AIM A:
In the comment thread on chess piece names, begin at the words "Bn Em wrote" and stop after "at the beginning.", then quote that passage word for word.

The authentic arabic plural of dabbāba is apparently dabbābāt. But English doesn't usually bother preserving Arabic plurals so Dabbabas is perfectly fine and will be more widely understood

🕸Fergus Duniho wrote on Sat, Dec 23, 2023 01:04 PM UTC in reply to Danylo Maschenko from 11:09 AM:

No, Dabbaba is from Arabic, not Latin.

Danylo Maschenko wrote on Sat, Dec 23, 2023 11:09 AM UTC:

would the plural of Dabbaba be Dabbabae? kind of like nebulae and spatulae

Bn Em wrote on Mon, Sep 25, 2023 10:27 AM UTC in reply to Ben Reiniger from 03:17 AM:

Per the description as an FO Fearful, the Fearless should have no retreating moves at all. I'd imagine it's a copy‐paste oversight or the like

Ben Reiniger wrote on Mon, Sep 25, 2023 03:17 AM UTC:

I appear to have the movement diagrams here (and earlier M&B entries) fixed now. There was a further complication to my process on this one: some of the piece names had periods not at the beginning.

The diagram for the Fearless looks out of place, but in a way that I can't imagine was my mistake. Anybody with more patience than I: care to explain why it has the retreating two orthogonal squares?

💡📝Charles Gilman wrote on Mon, Apr 2, 2012 05:49 AM UTC:
This has been harder than I thought, and a particular irony that the piece
which I have had difficulty naming is the one that is a compound of pieces
from standard games. At one stage I looked to see if the Fil of Alfil was
the start of anything. I nearly thought that I had it with Filibuster,
whose original meaning is a military or nautical adventurer, with Buster
for the FO piece. Unforunately I felt that with Bustler and Butler already
in use, Buster would be too confusing.
	Then I turned to Roget's Thesaurus and looked under weapons, and
was amazed to find something called a Minethrower listed. That would work,
I think, with Mine for the FO piece. There is, it is true, a Miner, but
that refers to mine in another sense of the word, and I do not foresee
much confusion. Before I go ahead with it, however, I would welcome any
thoughts on whether it is the best that I am likely to manage.

💡📝Charles Gilman wrote on Sat, Mar 31, 2012 06:23 AM UTC:
Recently I have been considering names for mixed-range part-Hopping radial
pieces. So far I have settled on Rook+Spear=Distaff (female-rôle
counterpart to a spear in theatrical conventions), Bishop+Musket=Vigilante
(modern person taking community action too far), and Arrow+Dabbaba=Dartgun
(gun firing arrowhead-like projectiles). FO names are easy to derive from
all three - Staff, Vigil, and Dart - none of which I have previously used.

DATASET CONTENT:
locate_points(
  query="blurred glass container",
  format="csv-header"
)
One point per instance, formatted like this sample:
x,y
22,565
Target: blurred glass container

AIM B:
Turn each line of the listing above into an item of a numbered list, leaving out any blank lines.

FULL SOLUTION A:
Bn Em wrote on Mon, Sep 25, 2023 10:27 AM UTC in reply to Ben Reiniger from 03:17 AM:

Per the description as an FO Fearful, the Fearless should have no retreating moves at all. I'd imagine it's a copy‐paste oversight or the like

Ben Reiniger wrote on Mon, Sep 25, 2023 03:17 AM UTC:

I appear to have the movement diagrams here (and earlier M&B entries) fixed now. There was a further complication to my process on this one: some of the piece names had periods not at the beginning.

FULL SOLUTION B:
1. locate_points(
2.   query="blurred glass container",
3.   format="csv-header"
4. )
5. One point per instance, formatted like this sample:
6. x,y
7. 22,565
8. Target: blurred glass container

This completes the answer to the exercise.